The meat industry is not the only market destructive to the health of animals. Our consumption of eggs is destroying the life of millions of chickens.
These chickens are first born in large incubators next to thousands of other chicks. Often they will never feel the grass, have a square foot to move around or see their own mothers. If this is not disturbing enough, due to the tight confinement they are all forced to urinate on each other, which often gives them ammonia poisoning. Then, as egg industries do not hire morticians for the cages, their carcasses are left to rot.
At birth the chickens are aggressively sorted and split up into females, whose beaks are to be immediately chopped off, and males, who are ground up on the spot.
In order for egg companies to turn profit they genetically modify the chicks to create 300 eggs per year, instead of their regular 17. Typically chickens live up to eight years, but because of the stress that is put on their bodies, their lives are usually cut short at 1 to 2 years.
In America especially, the media tells us eggs are essential to our health. They tell us that egg whites are low calorie and protein packed. They tell us we should eat them every day.

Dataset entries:

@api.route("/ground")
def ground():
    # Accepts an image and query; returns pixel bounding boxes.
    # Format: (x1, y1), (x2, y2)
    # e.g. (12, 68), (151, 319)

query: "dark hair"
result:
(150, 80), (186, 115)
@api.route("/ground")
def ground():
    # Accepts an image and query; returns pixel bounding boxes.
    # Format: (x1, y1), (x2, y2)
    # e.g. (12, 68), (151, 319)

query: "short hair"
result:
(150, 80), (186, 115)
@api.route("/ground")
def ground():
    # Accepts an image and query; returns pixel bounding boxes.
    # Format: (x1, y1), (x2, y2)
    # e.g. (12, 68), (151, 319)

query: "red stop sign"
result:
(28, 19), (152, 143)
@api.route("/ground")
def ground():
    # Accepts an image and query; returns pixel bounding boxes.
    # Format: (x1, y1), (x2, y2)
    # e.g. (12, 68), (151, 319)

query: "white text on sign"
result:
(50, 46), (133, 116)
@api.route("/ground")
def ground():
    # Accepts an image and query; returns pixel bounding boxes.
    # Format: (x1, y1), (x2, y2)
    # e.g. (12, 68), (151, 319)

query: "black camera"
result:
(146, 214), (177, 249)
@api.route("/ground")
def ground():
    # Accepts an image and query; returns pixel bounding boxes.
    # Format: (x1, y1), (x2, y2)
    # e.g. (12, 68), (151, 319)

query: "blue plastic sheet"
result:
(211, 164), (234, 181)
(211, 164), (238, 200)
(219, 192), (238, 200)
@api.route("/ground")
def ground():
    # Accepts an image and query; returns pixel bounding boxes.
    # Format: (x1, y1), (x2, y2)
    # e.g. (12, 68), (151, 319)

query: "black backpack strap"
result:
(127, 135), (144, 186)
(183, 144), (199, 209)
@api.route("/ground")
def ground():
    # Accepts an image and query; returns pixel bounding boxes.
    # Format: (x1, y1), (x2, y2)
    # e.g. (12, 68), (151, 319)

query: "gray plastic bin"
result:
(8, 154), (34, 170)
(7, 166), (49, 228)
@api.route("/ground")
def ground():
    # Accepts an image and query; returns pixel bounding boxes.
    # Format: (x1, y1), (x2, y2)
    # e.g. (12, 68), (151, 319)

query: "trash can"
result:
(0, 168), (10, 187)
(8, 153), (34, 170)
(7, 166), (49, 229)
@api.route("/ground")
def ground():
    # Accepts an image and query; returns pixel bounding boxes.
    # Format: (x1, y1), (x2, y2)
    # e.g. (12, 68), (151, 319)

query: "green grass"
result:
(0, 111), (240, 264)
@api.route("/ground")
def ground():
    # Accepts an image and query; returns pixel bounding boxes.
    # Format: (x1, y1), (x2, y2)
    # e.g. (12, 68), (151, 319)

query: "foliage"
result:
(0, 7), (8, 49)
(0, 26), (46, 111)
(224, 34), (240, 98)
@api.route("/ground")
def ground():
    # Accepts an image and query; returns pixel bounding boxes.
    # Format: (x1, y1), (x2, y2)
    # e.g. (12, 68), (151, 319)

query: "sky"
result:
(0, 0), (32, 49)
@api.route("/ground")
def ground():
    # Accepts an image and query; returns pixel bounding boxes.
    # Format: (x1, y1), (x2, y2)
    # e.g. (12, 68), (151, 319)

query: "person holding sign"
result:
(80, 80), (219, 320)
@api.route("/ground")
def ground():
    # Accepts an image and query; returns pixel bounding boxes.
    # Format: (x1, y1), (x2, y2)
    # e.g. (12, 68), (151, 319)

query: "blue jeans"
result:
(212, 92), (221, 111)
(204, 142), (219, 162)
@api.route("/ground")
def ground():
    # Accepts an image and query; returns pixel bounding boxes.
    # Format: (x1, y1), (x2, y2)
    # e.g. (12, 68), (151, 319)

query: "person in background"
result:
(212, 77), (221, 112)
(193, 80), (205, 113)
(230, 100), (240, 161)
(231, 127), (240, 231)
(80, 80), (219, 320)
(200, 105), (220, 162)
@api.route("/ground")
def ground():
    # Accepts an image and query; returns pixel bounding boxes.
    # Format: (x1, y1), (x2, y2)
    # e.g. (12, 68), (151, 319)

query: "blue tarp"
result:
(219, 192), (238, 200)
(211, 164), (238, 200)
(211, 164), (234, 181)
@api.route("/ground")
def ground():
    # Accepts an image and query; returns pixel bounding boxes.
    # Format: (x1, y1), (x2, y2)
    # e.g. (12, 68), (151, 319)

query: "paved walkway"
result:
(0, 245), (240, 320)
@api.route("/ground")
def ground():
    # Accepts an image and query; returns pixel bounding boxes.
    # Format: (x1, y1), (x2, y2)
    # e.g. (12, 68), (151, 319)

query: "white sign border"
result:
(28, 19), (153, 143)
---
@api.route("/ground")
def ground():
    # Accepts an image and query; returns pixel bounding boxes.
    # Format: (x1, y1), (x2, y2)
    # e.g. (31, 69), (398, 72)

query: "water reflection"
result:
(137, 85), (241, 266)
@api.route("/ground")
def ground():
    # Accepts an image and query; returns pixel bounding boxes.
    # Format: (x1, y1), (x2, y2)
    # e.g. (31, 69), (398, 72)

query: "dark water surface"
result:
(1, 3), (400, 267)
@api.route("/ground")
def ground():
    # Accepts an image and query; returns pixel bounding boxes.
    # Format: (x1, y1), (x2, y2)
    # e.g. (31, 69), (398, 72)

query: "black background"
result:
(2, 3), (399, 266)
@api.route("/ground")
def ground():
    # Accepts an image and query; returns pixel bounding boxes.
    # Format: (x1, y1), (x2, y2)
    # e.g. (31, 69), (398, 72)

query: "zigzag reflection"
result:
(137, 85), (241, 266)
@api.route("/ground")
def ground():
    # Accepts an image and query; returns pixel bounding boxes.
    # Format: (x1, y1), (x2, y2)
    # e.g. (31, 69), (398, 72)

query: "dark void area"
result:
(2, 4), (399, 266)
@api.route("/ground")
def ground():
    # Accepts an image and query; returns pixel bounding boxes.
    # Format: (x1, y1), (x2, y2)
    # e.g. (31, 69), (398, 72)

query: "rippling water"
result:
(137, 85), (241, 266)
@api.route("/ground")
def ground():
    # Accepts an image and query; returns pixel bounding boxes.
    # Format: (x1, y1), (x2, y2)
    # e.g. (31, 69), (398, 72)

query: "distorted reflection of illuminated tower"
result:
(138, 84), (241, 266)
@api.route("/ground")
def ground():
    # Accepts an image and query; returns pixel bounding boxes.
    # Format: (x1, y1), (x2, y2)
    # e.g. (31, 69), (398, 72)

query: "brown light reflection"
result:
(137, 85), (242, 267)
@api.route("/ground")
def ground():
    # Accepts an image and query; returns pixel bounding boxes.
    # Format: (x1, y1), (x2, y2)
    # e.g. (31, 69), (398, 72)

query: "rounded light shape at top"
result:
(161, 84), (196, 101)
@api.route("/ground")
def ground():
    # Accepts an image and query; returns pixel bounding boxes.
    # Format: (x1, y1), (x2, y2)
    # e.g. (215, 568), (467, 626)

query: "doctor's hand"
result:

Aim of the exercise: According to the text on egg production, how many eggs per year are the chicks genetically modified to produce, and how many do they normally produce? You don't need the dataset entries for this.

Your solution: 300 eggs per year, instead of their regular 17.